[Opening TEXT EXCERPT section]
Almost 50 volume and SME housebuilders based in England were surveyed as part of the firm's Residential Development Land Index for Q1 2021. According to the data, over 50% of respondents said residential land supply was “limited”. Only 2% of respondents thought land was “abundant”.
For Q1, a third of housebuilders surveyed cited planning delays as a challenging issue during the period and 21% pointed to the availability of land. Only 7% said the UK’s medium-to-long-term economic outlook had been a concern.
Looking to the next three months, 21% selected availability of land as the most pressing issue, with 18% choosing planning reforms and policy uncertainty and 15% supply chain delays”.
The survey also found that 19% of larger housebuilders saw the new Help to Buy as another key focus for Q2, alongside the availability of land and planning reform. Knight Frank said that land supply shortages were leading to an expectation that prices would rise, and 55% of its survey respondents said they thought this would happen in quarter two. Meanwhile, 38% predicted land values would remain the same; 7% anticipated a decrease.
[Closing TEXT EXCERPT section]
[Opening PROVIDED INFORMATION section]
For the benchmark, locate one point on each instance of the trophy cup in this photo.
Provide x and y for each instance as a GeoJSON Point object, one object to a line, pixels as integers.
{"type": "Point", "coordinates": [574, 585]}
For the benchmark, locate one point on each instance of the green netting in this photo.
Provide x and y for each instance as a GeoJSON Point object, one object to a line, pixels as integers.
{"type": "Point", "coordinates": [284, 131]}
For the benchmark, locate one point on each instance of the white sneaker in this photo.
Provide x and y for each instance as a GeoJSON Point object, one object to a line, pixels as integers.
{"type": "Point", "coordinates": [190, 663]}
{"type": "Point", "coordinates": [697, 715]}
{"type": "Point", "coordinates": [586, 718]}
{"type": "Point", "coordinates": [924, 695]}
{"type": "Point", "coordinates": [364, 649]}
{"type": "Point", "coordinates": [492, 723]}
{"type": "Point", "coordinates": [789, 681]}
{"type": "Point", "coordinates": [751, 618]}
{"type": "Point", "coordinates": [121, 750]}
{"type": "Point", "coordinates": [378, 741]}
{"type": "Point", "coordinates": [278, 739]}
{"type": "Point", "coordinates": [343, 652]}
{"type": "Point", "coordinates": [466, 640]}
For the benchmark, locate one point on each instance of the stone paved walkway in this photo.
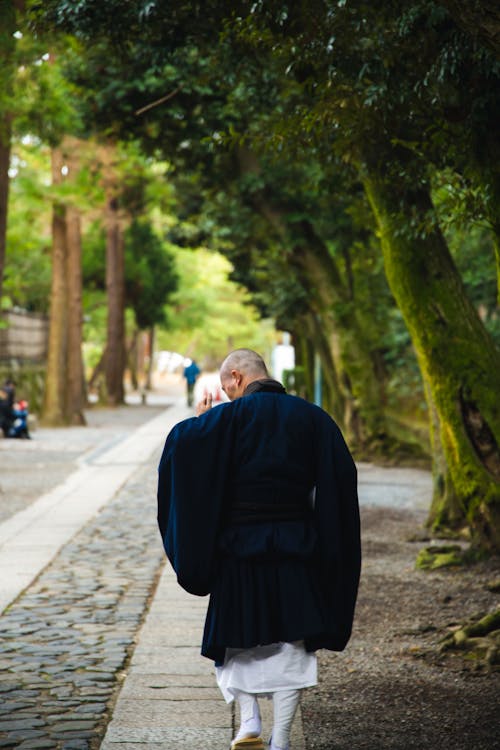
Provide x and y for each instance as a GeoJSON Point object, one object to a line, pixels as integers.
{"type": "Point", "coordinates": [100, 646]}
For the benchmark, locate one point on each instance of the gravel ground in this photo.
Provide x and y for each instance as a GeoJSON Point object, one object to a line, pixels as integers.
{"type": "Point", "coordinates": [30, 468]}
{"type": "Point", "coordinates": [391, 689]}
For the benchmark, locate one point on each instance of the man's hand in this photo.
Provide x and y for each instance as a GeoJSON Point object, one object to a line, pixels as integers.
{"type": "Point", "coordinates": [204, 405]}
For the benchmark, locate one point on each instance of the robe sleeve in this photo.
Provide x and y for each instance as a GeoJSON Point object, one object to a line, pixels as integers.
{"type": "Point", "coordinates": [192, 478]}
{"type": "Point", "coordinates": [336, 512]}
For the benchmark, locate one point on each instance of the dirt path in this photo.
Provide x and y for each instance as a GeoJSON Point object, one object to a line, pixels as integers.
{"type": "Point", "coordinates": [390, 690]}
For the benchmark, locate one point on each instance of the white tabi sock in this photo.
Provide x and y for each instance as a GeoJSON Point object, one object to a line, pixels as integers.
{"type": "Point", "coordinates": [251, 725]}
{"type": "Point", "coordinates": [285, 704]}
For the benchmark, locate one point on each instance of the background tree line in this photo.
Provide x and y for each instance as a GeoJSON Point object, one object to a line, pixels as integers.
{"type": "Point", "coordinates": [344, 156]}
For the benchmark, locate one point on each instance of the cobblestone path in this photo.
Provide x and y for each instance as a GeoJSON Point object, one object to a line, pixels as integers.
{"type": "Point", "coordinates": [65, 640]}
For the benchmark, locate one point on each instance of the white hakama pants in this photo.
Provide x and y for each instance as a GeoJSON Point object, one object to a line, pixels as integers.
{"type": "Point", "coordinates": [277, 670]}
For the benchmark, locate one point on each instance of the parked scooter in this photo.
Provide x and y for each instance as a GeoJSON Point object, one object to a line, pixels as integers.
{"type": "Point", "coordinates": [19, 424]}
[Closing PROVIDED INFORMATION section]
**REQUIREMENT 1**
Reproduce verbatim the portion of the housebuilder survey passage that begins with the words containing "For Q1, a third" and ends with "been a concern.".
**REQUIREMENT 2**
Carry on the housebuilder survey passage from the point at which it stops.

**WRITTEN REPLY 1**
For Q1, a third of housebuilders surveyed cited planning delays as a challenging issue during the period and 21% pointed to the availability of land. Only 7% said the UK’s medium-to-long-term economic outlook had been a concern.

**WRITTEN REPLY 2**
The property consultancy’s latest index showed that in Q1, urban brownfield and greenfield land values grew by 0.2% and 0.9% respectively between January and March 2021.
But values were lower on an annual basis, with the value of greenfield development land dropping 4.8% and urban brownfield land falling 2.2% against 2020.
Justin Gaze, Knight Frank’s head of residential development land, comments: “We are seeing a sense of normality return to the market for the first time since the pandemic struck.
“New sites are quickly going under offer at the top end of our price expectations, and there is a severe lack of land availability for both medium and larger schemes. So much so that we’re seeing housebuilders being increasingly competitive in order to compete on sought-after sites of 50 units and above.”